Render the listing below as a numbered list, omitting any blank lines.

-- begin --

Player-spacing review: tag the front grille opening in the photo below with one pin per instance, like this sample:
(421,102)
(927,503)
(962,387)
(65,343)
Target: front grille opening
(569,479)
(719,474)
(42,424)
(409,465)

-- end --

_Exercise result_:
1. Player-spacing review: tag the front grille opening in the photo below with one pin per instance, like this sample:
2. (421,102)
3. (927,503)
4. (962,387)
5. (65,343)
6. Target: front grille opening
7. (569,479)
8. (719,474)
9. (42,424)
10. (409,465)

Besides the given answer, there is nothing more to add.